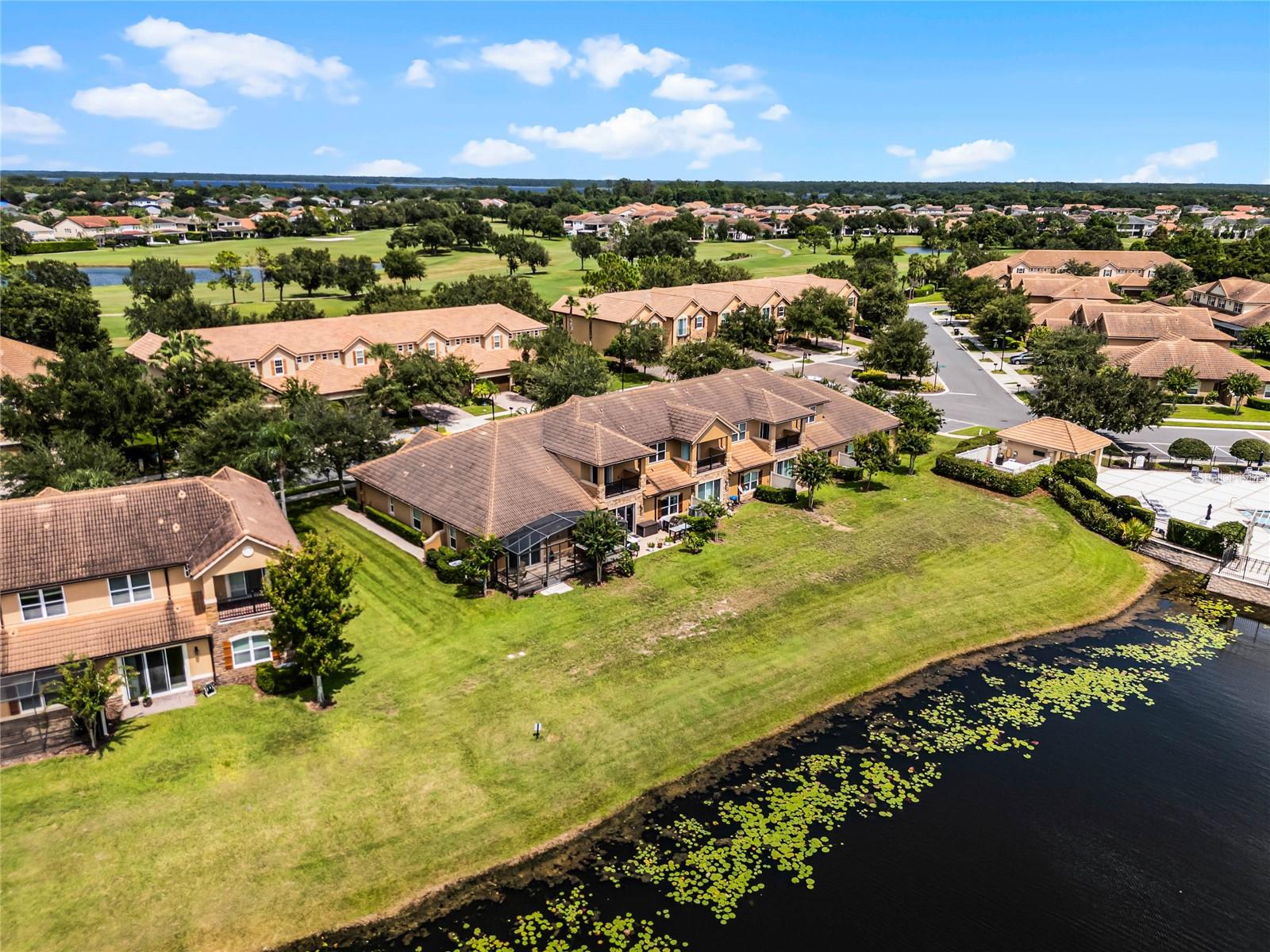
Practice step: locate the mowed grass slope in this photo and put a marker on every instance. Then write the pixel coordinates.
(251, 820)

-----

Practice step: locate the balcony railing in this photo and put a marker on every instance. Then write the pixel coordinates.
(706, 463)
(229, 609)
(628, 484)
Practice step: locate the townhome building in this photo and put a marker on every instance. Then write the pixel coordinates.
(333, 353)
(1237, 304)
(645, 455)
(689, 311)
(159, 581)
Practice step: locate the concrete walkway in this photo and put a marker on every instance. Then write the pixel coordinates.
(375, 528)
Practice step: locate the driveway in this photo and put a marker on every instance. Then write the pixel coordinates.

-----

Retype, in the same exact form, the lines of the material above from the line holding "Practice step: locate the townhome" through the line holding "Practice step: locate the driveway".

### Answer section:
Practice step: locate the townhome building in this photo and put a marker on every instance. Then write the pixel coordinates.
(333, 353)
(1237, 304)
(645, 455)
(689, 311)
(159, 581)
Practice step: locate the concrete walkway in this photo and put a marker on every instance. Then write the pixel coordinates.
(375, 528)
Practice step: locate the driveway in this photo and put a marker on every instance. Then write the pixel coordinates.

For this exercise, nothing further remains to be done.